Task to complete ->
Restate word for word the line containing "Target: conference table" and all remaining lines of the entries below.

Input data ->
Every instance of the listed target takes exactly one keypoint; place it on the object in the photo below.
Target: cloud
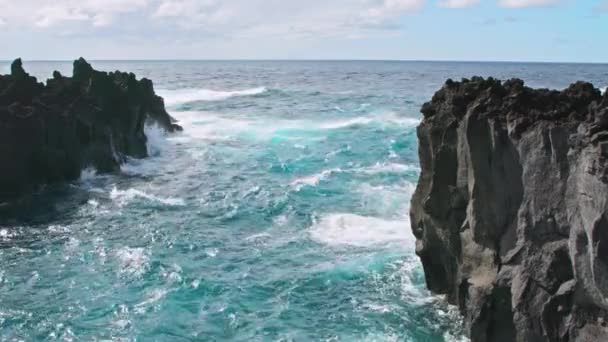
(527, 3)
(458, 3)
(388, 8)
(96, 12)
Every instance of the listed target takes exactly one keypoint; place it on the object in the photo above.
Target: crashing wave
(124, 197)
(186, 95)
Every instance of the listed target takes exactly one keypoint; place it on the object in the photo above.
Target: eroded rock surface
(49, 133)
(511, 210)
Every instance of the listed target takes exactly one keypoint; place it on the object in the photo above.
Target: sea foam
(124, 197)
(361, 231)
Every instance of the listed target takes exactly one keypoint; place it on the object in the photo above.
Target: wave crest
(181, 96)
(124, 197)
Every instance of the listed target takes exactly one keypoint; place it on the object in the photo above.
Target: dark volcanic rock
(511, 210)
(49, 133)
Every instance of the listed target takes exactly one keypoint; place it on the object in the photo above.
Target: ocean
(279, 214)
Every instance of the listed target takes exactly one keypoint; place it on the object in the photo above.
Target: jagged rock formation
(511, 210)
(49, 133)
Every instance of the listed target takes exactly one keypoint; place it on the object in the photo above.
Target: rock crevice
(511, 209)
(50, 132)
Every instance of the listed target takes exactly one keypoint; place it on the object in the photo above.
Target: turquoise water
(279, 214)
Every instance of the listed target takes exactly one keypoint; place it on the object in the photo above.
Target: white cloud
(52, 13)
(458, 3)
(527, 3)
(389, 8)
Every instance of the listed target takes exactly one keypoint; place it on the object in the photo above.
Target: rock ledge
(49, 133)
(511, 210)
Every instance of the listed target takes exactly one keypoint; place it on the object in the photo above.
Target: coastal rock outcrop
(49, 133)
(511, 209)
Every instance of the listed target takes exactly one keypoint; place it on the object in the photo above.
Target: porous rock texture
(49, 133)
(511, 209)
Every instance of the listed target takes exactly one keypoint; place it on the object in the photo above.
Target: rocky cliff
(511, 210)
(49, 133)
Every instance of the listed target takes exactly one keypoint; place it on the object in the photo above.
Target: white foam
(387, 118)
(388, 168)
(361, 231)
(132, 261)
(123, 197)
(315, 179)
(157, 139)
(215, 126)
(154, 296)
(180, 96)
(88, 174)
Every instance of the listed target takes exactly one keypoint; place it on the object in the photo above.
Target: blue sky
(495, 30)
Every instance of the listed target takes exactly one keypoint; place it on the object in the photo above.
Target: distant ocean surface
(279, 214)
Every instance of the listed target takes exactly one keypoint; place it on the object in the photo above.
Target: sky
(468, 30)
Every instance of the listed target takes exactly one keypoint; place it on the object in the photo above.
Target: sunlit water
(280, 213)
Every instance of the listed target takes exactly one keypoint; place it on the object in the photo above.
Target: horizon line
(308, 60)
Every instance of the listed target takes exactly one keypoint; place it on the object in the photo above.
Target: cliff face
(511, 210)
(51, 132)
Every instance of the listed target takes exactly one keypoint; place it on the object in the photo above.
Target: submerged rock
(511, 209)
(49, 133)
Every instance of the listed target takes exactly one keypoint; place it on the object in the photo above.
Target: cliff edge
(511, 209)
(49, 133)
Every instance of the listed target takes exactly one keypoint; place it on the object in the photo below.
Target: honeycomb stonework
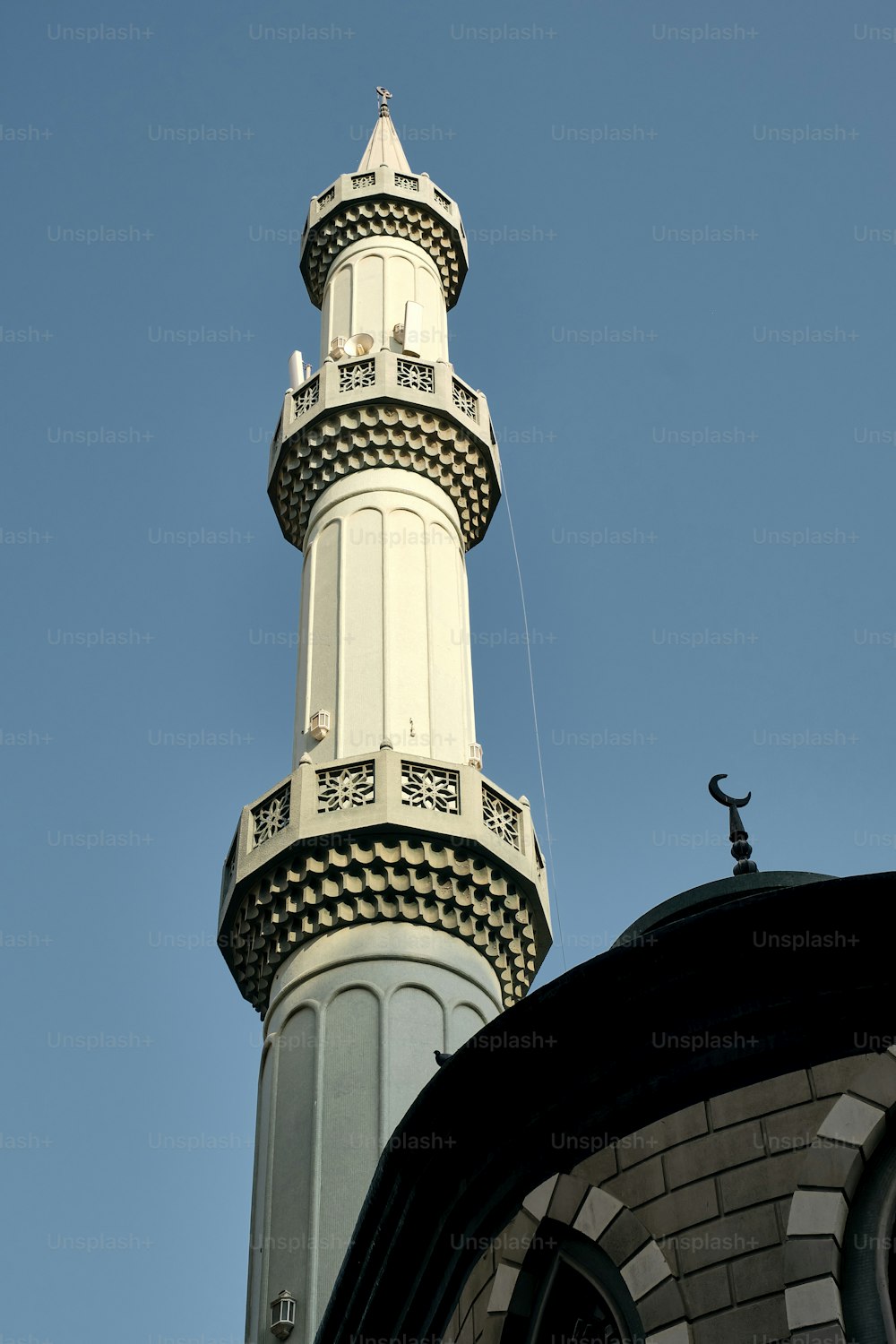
(367, 218)
(425, 882)
(383, 435)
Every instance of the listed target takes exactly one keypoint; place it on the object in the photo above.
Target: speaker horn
(359, 344)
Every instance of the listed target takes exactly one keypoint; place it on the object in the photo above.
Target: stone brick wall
(711, 1187)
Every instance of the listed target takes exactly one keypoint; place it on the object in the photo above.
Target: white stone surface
(597, 1212)
(853, 1121)
(815, 1303)
(384, 148)
(384, 640)
(503, 1288)
(368, 287)
(818, 1212)
(678, 1333)
(349, 1046)
(538, 1201)
(645, 1271)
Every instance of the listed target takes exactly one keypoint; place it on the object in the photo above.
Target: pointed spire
(384, 148)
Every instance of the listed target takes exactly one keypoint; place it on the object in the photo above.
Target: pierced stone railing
(383, 375)
(316, 804)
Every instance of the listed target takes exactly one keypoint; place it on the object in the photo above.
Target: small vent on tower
(411, 373)
(430, 787)
(360, 373)
(501, 816)
(320, 725)
(351, 787)
(271, 816)
(465, 400)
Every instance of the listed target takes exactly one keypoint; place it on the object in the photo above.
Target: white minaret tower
(384, 900)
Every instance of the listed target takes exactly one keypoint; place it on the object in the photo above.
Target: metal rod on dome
(740, 849)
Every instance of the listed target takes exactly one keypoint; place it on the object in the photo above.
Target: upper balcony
(386, 202)
(384, 410)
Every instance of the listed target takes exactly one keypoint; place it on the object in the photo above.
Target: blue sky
(680, 308)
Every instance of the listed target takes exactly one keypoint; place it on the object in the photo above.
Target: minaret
(386, 900)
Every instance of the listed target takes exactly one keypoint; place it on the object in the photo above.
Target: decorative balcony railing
(384, 788)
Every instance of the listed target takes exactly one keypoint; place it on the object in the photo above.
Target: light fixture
(282, 1314)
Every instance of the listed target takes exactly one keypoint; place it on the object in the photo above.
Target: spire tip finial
(740, 847)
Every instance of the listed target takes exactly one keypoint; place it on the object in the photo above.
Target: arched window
(868, 1281)
(570, 1292)
(573, 1311)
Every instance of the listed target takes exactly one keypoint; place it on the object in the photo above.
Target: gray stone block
(754, 1324)
(664, 1133)
(598, 1167)
(713, 1153)
(877, 1083)
(622, 1238)
(759, 1098)
(831, 1166)
(661, 1306)
(707, 1292)
(761, 1182)
(638, 1185)
(683, 1209)
(839, 1074)
(565, 1202)
(794, 1128)
(831, 1333)
(759, 1276)
(727, 1238)
(810, 1257)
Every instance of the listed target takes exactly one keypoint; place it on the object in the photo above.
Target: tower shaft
(386, 900)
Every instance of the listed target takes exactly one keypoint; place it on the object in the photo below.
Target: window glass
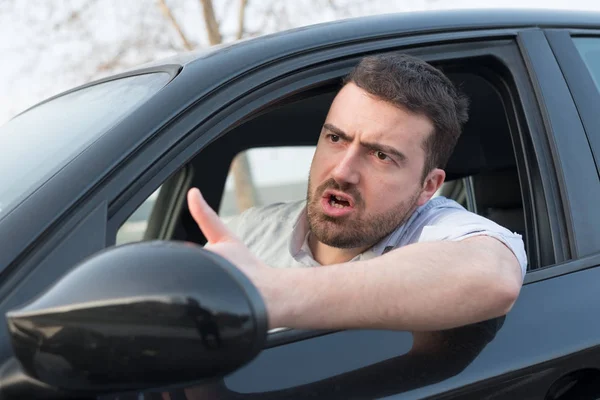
(39, 142)
(134, 228)
(590, 52)
(266, 176)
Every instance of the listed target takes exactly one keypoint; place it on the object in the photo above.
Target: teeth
(336, 205)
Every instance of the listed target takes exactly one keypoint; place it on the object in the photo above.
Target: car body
(529, 158)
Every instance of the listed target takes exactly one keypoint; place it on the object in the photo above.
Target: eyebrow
(369, 145)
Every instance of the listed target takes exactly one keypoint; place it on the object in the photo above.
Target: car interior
(482, 173)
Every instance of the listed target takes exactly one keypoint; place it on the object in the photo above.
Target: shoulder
(447, 220)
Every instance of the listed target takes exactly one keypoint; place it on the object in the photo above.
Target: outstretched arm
(419, 287)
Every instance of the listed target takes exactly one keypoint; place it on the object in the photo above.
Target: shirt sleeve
(459, 225)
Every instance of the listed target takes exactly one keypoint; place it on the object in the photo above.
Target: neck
(327, 255)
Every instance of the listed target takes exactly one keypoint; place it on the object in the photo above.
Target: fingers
(209, 222)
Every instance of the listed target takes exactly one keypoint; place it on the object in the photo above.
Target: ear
(433, 182)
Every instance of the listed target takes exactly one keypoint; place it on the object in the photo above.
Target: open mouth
(338, 202)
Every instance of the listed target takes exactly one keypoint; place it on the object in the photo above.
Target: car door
(545, 347)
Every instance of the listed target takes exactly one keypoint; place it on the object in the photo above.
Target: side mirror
(140, 316)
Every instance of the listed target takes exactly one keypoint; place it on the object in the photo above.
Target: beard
(359, 229)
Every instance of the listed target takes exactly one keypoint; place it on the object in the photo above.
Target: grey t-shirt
(278, 233)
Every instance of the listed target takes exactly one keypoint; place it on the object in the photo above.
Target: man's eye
(381, 156)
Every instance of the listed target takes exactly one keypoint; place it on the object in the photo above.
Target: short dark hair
(417, 86)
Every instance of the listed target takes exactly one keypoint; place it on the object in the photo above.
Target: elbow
(506, 295)
(506, 289)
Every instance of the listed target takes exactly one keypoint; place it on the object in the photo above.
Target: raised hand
(223, 242)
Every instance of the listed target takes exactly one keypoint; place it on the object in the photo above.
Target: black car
(159, 317)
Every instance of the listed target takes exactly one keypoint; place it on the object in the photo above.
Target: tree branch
(212, 26)
(241, 19)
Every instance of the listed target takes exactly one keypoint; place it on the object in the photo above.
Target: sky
(42, 55)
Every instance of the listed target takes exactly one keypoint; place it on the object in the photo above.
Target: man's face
(366, 174)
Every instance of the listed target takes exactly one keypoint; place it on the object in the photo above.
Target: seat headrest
(485, 143)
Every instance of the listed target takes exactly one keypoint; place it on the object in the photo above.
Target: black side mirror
(140, 316)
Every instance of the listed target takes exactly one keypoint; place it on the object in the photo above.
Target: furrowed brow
(401, 157)
(337, 131)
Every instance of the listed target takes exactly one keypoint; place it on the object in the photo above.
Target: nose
(348, 168)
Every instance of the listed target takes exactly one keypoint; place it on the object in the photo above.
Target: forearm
(426, 286)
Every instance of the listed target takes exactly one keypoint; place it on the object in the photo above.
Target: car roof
(407, 23)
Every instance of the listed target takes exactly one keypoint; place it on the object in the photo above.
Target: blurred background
(48, 46)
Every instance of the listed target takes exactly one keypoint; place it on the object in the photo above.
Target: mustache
(348, 189)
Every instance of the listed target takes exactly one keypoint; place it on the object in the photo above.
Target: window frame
(574, 93)
(584, 90)
(527, 116)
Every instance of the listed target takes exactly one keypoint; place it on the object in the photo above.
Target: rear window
(39, 142)
(590, 52)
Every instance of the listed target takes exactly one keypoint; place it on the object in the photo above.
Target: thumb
(208, 221)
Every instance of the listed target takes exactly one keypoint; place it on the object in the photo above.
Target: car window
(590, 52)
(36, 144)
(134, 228)
(266, 176)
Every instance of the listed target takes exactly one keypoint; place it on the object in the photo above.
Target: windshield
(39, 142)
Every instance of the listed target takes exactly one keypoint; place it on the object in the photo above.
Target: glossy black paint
(139, 315)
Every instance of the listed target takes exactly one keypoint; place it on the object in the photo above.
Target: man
(382, 253)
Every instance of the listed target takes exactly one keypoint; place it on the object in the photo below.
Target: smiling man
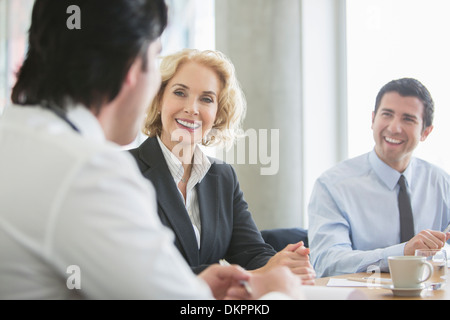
(356, 215)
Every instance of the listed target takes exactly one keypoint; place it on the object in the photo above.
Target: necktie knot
(402, 182)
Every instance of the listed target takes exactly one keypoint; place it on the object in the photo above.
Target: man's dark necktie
(406, 217)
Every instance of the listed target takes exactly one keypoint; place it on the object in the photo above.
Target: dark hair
(408, 87)
(87, 65)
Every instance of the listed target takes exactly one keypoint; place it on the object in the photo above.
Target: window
(391, 39)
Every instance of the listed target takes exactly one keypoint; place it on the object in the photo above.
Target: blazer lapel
(207, 193)
(170, 202)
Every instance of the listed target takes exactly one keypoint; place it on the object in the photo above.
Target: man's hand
(426, 239)
(295, 257)
(278, 280)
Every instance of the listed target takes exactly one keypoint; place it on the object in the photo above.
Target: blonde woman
(200, 102)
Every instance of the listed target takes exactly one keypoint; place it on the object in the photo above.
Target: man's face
(397, 129)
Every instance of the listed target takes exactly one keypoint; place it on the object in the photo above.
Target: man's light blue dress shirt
(354, 222)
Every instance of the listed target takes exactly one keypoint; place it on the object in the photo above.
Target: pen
(246, 285)
(370, 280)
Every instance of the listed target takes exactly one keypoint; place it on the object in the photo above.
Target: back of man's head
(82, 49)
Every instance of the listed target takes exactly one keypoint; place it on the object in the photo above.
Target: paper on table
(348, 283)
(324, 293)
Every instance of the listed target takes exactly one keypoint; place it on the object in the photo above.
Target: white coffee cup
(408, 271)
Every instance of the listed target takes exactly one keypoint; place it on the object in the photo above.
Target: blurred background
(310, 69)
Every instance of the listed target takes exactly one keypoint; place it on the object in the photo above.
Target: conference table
(374, 288)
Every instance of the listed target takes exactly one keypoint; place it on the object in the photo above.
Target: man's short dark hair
(408, 87)
(87, 65)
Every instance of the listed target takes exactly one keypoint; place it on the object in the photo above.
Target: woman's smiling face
(189, 105)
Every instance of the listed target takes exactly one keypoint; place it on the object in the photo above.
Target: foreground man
(77, 220)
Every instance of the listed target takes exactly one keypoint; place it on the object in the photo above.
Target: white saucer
(405, 292)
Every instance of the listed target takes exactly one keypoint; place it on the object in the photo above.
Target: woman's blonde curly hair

Solved problem ->
Target: conference table
(374, 288)
Every instance of the listed target takes exactly one keypoint; place it on the object in the photo above.
Target: man's short dark hair
(408, 87)
(87, 65)
Every instance of the listed target takes exactly one keypoint; place it on the object in the photo above.
Target: woman's smiling face
(189, 105)
Every instance of the listed target takes exactly one keypoint; place it on the object in the photo above.
Target: foreground man
(77, 220)
Every instance of the listed target takes exactly one keypoint; place it on the object in the photo above.
Target: white saucer
(405, 292)
Every instance of the listed target takes exactly one keypoint; place it on the object in the photo above.
Target: woman's blonde curly hair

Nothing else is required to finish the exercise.